[begin Selected excerpt]

The other big immediate difference is that in many modern legal systems, there is a separation between the trier of fact (that is, who gets to decide what is true about a situation; this is often a jury if present) and the trier of law (that is, who gets to decide what the relevant law says; this is more often a judge, even with a jury present), but in an ancient Greek court these roles are combined. In oligarchic court systems, they might be combined into the form of a panel of elders or magistrates who decide cases, but in many poleis (both democracies and oligarchies) they were combined into a jury of the politai. While there may well be a magistrate present at the trail, their role is not to explain the law but merely to manage the proceedings, more an event-coordinator than a judge.
So as far as the Greeks were concerned, non-specialists were perfectly competent to decide matters of law and so it followed equally that the prosecutor-plaintiff and the defendant-respondent ought also be perfectly competent to argue their own cases. Consequently, citizens were expected to represent themselves in court, regardless of profession or ability. There were exceptions; a person who lacked the citizen status to stand at trial might be represented, as noted, by a citizen prostates. Alternately, in some public prosecutions, the accusers might speak as a team, with a series of speeches. Nevertheless the strong expectation is that the litigants speak for themselves. This is an all amateur system (though some of these amateurs have the leisure time to devote to becoming good at speaking in court and some do not).
For those wondering ‘wait, where are the legal experts?’ the answer is ‘in Rome, somewhat later,’ as the Romans effectively invent the modern Western concept of the legal expert, be that a lawyer, professional judge or legal services provider. The Roman term for a legal expert was a iuris prudens (pl. iuris prudentes, literally ‘knower-of-laws’) and we see the emergence of Roman elites who opt to specialize in law bloom in the second century, though it doesn’t become a career until the imperial period. The emergence of legal experts was enabled by the fact that in Roman courts, you could be represented by someone else, another innovation of the Roman legal system. We’ll talk about the Roman legal system some other day.7
Instead the presiding magistrate (such as one of the thesmothetai) mostly directs, but matters of fact and law are decided by the jury. For instance, if one of the litigants can’t be present it is the jury who decide if their excuse is valid or if the case is to be summarily ruled in favor of the party present. The magistrate did have some assistants in managing the proceedings, a herald (κῆρυξ) who announces the various stages of a trial and more importantly a clerk (γραμματεύς, grammateus) who had the job of reading out the text of laws, testimony or other evidence presented by either party. The clerk only read out such documents as brought by the litigants and only read them (he does not interpret them); the penalties for submitting fake laws were, unsurprisingly, severe.

[end Selected excerpt]
[begin Supplied records]

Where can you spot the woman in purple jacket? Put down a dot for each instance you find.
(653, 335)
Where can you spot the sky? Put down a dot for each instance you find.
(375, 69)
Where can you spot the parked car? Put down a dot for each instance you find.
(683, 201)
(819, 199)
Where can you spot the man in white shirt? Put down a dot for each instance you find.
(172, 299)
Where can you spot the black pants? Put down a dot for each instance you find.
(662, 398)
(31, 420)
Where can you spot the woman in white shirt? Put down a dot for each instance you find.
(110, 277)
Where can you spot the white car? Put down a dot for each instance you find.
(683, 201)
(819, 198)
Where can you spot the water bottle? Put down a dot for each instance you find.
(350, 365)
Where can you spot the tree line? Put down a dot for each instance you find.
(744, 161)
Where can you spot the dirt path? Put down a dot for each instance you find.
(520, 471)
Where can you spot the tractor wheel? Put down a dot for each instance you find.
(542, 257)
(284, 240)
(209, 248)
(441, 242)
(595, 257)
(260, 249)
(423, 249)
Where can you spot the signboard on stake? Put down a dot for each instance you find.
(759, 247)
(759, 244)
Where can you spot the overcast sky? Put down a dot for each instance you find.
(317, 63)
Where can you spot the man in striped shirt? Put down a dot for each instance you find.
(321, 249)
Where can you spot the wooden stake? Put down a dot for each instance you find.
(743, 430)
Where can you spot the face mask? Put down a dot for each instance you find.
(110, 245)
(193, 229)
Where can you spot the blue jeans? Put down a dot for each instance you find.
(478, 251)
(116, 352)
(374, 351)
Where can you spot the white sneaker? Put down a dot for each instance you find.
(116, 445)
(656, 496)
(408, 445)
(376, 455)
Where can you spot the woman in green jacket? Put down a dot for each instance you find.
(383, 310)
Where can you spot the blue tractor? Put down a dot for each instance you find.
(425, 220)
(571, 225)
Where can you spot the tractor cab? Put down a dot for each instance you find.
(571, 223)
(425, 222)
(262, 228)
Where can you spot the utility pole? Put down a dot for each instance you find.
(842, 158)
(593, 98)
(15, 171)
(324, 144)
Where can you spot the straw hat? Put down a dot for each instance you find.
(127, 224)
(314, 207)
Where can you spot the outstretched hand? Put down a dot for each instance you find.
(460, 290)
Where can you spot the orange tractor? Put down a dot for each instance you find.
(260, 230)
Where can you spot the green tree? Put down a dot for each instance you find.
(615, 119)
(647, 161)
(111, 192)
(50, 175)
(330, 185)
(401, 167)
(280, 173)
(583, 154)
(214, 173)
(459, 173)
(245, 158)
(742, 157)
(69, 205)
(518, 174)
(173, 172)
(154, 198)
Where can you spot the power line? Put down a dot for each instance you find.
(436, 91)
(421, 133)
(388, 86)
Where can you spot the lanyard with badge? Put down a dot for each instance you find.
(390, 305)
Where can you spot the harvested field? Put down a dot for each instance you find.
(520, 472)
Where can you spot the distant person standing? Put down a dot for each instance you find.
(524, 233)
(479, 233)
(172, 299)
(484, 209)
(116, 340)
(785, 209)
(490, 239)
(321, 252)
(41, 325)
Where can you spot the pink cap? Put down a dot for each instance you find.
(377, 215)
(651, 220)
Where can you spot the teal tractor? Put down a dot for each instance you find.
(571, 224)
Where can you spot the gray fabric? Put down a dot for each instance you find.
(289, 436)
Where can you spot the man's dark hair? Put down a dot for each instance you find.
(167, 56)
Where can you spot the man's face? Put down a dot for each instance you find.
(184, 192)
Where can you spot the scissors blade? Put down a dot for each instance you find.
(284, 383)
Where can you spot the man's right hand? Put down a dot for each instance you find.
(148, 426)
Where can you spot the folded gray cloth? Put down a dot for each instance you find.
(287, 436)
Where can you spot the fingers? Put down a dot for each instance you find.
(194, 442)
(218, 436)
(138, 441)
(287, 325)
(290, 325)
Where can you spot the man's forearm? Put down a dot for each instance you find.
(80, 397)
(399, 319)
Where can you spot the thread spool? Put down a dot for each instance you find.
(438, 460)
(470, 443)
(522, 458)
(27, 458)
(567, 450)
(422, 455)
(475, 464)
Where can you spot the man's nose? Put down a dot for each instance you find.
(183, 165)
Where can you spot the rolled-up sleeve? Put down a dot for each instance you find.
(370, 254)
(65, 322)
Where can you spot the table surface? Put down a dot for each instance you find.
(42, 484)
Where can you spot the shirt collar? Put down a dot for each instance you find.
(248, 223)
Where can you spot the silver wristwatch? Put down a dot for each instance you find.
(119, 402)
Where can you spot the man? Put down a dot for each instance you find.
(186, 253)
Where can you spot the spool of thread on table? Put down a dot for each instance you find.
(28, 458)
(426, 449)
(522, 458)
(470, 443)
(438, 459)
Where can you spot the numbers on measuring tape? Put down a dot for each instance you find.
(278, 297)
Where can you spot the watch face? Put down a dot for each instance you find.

[end Supplied records]

### Short problem 1
Summarize the passage on ancient Greek courts in three sentences.
### Short problem 2
Count the lines of the records that contain the word "white", treating case as significant, and reply with the number alone.
The text and the records come from unrelated sources.

### Exercise output 1
In an ancient Greek court, the roles of trier of fact and trier of law were combined, often in a jury of the politai, and any magistrate present managed the proceedings rather than explaining the law. Citizens were expected to represent themselves regardless of profession or ability, apart from some exceptions, which made it an all-amateur system, while legal experts emerged later in Rome, where a person could be represented by someone else. The jury decided matters of fact and law, and a clerk read out the laws, testimony and evidence brought by the litigants without interpreting them.

### Exercise output 2
4